Task instructions. Would you return the entries exactly, with every line intact?

Records provided.
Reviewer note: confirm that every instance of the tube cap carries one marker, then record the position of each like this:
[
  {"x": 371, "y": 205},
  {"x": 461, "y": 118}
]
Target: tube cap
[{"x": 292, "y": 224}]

Task response.
Reviewer note: confirm that every instance of the tube cap carries one marker, then record the position of each like this:
[
  {"x": 371, "y": 205},
  {"x": 461, "y": 118}
]
Target: tube cap
[{"x": 292, "y": 224}]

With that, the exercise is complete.